Records for the task ::
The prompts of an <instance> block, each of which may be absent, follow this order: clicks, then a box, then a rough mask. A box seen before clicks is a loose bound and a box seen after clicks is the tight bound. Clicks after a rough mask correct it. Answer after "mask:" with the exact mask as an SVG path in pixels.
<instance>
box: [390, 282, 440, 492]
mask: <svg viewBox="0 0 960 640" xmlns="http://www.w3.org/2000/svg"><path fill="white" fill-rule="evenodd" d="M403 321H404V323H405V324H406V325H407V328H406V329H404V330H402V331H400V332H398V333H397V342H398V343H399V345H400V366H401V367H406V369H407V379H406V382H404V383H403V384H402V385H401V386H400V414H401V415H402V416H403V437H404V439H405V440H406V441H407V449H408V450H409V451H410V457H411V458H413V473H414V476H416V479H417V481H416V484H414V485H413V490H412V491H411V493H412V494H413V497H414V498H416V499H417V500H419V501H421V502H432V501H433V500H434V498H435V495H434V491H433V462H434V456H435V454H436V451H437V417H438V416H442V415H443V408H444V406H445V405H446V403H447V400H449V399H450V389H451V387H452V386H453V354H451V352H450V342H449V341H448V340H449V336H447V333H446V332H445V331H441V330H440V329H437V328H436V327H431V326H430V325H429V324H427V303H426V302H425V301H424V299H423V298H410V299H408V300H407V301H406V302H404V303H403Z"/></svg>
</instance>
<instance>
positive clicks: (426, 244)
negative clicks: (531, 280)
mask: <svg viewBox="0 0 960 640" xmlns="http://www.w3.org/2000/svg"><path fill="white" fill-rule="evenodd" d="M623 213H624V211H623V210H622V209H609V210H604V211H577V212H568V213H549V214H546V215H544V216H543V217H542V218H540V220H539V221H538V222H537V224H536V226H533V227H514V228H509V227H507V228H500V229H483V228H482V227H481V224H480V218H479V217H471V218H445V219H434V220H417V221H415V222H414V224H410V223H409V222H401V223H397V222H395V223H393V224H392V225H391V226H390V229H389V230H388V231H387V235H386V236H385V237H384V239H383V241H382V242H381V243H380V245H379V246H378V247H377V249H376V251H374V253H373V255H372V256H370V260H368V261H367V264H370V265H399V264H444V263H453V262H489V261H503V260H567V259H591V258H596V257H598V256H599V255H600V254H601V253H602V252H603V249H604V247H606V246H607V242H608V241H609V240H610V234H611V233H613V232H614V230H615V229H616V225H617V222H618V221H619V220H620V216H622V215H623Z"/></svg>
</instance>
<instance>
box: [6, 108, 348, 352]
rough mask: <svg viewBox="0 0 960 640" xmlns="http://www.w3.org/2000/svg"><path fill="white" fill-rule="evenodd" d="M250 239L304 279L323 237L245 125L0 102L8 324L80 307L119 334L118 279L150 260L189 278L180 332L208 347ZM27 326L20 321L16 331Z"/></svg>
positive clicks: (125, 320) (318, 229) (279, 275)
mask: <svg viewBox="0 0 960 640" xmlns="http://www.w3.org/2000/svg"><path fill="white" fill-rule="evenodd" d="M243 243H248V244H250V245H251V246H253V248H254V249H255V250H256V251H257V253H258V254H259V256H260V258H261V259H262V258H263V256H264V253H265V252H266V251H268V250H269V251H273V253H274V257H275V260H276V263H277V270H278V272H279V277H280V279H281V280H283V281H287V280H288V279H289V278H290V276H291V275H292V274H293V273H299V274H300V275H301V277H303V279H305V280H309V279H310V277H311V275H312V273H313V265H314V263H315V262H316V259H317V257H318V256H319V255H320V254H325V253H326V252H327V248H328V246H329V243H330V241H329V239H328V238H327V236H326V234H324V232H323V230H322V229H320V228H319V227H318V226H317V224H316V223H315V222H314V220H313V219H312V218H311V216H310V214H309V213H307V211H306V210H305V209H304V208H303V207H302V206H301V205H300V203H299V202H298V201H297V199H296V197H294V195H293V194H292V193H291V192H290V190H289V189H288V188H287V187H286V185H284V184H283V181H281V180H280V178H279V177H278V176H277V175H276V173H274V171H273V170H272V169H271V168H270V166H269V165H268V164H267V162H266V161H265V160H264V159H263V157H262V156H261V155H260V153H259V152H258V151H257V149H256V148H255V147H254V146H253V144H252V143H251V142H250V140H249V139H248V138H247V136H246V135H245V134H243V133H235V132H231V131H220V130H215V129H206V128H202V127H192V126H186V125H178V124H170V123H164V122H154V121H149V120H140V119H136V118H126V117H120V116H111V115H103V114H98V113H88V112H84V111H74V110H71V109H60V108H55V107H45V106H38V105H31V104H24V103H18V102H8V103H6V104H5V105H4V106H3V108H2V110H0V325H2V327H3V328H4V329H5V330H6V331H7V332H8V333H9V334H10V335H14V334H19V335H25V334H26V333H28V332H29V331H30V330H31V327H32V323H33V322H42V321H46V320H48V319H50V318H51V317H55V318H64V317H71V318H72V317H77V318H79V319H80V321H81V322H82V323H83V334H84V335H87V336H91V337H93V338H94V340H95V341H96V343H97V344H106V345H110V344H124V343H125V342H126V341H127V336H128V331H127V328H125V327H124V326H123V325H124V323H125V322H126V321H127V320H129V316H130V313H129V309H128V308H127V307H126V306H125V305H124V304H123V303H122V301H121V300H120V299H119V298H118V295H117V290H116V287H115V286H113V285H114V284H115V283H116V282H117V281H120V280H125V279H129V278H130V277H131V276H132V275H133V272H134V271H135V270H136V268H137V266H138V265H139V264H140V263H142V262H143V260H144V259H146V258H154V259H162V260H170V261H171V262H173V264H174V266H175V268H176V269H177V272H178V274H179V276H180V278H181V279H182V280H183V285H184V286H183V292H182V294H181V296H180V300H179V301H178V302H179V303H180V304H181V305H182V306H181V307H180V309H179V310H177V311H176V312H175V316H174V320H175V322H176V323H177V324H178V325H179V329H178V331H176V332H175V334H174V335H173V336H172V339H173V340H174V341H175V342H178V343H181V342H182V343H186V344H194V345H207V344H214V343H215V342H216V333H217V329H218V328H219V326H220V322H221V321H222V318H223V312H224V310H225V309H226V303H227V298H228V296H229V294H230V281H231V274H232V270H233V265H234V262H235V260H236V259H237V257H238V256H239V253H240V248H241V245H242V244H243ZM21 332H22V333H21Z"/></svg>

Exercise brief :: What you give back should be exactly the lines of the data above from the line with "box: [390, 282, 440, 492]" through the line with "positive clicks: (426, 244)", both of those included, and nothing more.

Task answer ::
box: [390, 282, 440, 492]
mask: <svg viewBox="0 0 960 640" xmlns="http://www.w3.org/2000/svg"><path fill="white" fill-rule="evenodd" d="M403 321H404V323H405V324H406V325H407V328H406V329H404V330H402V331H400V332H398V333H397V342H398V343H399V345H400V366H401V367H406V369H407V379H406V382H404V383H403V384H402V385H401V386H400V414H401V415H402V416H403V437H404V439H405V440H406V441H407V449H408V450H409V451H410V457H411V458H413V473H414V476H416V479H417V481H416V484H414V485H413V490H412V491H411V493H412V494H413V497H414V498H416V499H417V500H419V501H421V502H432V501H433V500H434V498H435V495H434V491H433V462H434V456H435V454H436V451H437V417H438V416H442V415H443V408H444V406H445V405H446V403H447V400H449V399H450V389H451V387H452V386H453V354H451V352H450V342H449V341H448V340H449V336H447V333H446V332H445V331H441V330H440V329H437V328H436V327H431V326H430V325H429V324H427V303H426V302H425V301H424V299H423V298H410V299H408V300H407V301H406V302H404V303H403Z"/></svg>
</instance>
<instance>
positive clicks: (426, 244)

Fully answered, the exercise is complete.